### TEXT UNDER STUDY
· · · · ·

David R. Hawkins was an American psychiatrist and spiritual teacher whose Letting Go offers a method for releasing negative emotions, blending psychology with non-dual spiritual philosophy.
David R. Hawkins was a psychiatrist and spiritual teacher who treated thousands of patients before moving increasingly into the territory of consciousness research and non-dual spirituality. He is best known for his Map of Consciousness — a scale purporting to calibrate the energetic level of different emotional states from shame through courage to enlightenment — and for the kinesiology-based technique he called “applied kinesiology” for testing truth. Letting Go, published in 2012 and derived from his clinical and spiritual experience, focuses on a specific practical technique: surrendering to the feeling beneath the emotional surface rather than suppressing, expressing, or escaping it.
The core of the surrender technique is straightforward: when a difficult emotion arises, instead of reacting to it or pushing it away, allow yourself to feel it fully, without judgment, and notice what happens. Practitioners report that this simple shift produces genuine relief. The book presents the method through a clinical and spiritual lens, with case examples drawn from Hawkins’s years of practice, and many readers find its central insight — that resistance to feelings perpetuates them — both practically useful and philosophically coherent.

· · · · ·

### EXTRACTED DATA

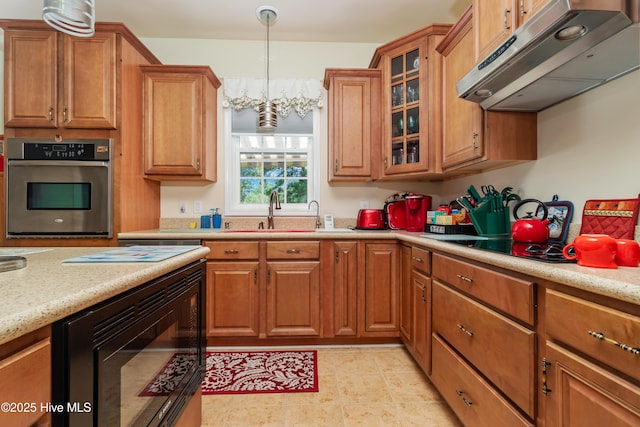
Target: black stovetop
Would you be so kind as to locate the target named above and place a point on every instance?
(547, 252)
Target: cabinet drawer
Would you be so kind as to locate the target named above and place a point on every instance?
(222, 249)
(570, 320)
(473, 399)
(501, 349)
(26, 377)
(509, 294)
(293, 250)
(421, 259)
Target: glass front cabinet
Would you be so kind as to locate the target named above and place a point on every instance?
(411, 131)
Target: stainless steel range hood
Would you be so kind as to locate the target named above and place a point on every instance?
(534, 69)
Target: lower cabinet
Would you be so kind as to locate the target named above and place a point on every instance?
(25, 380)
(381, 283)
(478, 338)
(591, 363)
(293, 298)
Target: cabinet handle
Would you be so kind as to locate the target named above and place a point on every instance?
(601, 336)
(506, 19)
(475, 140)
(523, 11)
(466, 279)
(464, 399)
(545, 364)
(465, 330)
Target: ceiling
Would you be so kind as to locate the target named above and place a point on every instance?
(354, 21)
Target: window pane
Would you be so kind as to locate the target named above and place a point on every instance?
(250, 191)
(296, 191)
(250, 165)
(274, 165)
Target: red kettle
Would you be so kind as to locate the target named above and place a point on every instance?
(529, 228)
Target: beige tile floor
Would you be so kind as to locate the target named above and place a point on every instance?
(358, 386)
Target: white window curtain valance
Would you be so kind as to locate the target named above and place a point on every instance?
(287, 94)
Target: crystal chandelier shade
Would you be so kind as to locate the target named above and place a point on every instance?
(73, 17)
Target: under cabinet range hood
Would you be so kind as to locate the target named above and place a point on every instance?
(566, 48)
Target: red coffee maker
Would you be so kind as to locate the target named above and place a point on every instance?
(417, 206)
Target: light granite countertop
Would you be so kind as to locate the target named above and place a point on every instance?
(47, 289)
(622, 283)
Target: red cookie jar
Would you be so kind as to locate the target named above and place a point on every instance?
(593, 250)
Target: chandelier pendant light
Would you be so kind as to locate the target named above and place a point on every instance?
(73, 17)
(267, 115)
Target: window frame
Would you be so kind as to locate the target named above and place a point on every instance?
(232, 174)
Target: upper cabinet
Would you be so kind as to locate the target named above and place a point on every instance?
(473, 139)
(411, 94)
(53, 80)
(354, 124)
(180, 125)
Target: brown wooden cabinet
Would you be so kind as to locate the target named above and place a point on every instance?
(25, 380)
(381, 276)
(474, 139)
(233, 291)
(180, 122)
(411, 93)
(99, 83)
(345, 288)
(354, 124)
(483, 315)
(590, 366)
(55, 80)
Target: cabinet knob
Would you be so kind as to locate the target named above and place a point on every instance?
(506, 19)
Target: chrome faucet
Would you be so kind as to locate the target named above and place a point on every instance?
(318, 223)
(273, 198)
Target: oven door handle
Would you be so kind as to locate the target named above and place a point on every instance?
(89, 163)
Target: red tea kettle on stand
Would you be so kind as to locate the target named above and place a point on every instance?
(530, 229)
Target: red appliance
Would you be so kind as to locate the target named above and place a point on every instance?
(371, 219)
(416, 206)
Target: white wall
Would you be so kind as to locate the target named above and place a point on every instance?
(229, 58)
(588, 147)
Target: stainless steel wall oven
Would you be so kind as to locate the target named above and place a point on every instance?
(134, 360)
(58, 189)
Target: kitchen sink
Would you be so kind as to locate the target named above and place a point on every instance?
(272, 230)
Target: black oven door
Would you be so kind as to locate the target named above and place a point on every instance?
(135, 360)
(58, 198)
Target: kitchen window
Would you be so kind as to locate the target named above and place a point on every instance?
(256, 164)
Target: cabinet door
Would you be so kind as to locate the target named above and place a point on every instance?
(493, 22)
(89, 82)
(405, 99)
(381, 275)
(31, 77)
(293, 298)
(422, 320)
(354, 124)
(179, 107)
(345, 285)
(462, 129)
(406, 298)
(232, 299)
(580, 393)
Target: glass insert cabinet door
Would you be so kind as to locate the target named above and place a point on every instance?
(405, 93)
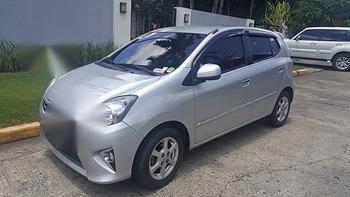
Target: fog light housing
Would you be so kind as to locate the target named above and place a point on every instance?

· · · · ·

### WHAT YOU WILL DO
1. Could you copy the passage on Hawkins's Letting Go word for word, everything from "The core of" down to "and philosophically coherent."?
2. Can you carry the passage on Hawkins's Letting Go further, picking up after its final sentence?

### ANSWER SECTION
1.
The core of the surrender technique is straightforward: when a difficult emotion arises, instead of reacting to it or pushing it away, allow yourself to feel it fully, without judgment, and notice what happens. Practitioners report that this simple shift produces genuine relief. The book presents the method through a clinical and spiritual lens, with case examples drawn from Hawkins’s years of practice, and many readers find its central insight — that resistance to feelings perpetuates them — both practically useful and philosophically coherent.

2.
Hawkins’s broader framework — including his consciousness calibration scale and kinesiology claims — has been dismissed by the mainstream scientific community as pseudoscience, and rightly so. Letting Go is best read while separating its practical method, which has genuine parallels in acceptance-based psychotherapy, from the more speculative metaphysical scaffolding. For readers open to its framing, it can be quietly transformative; for those expecting evidence-based psychology, it will require significant tolerance for unverified claims.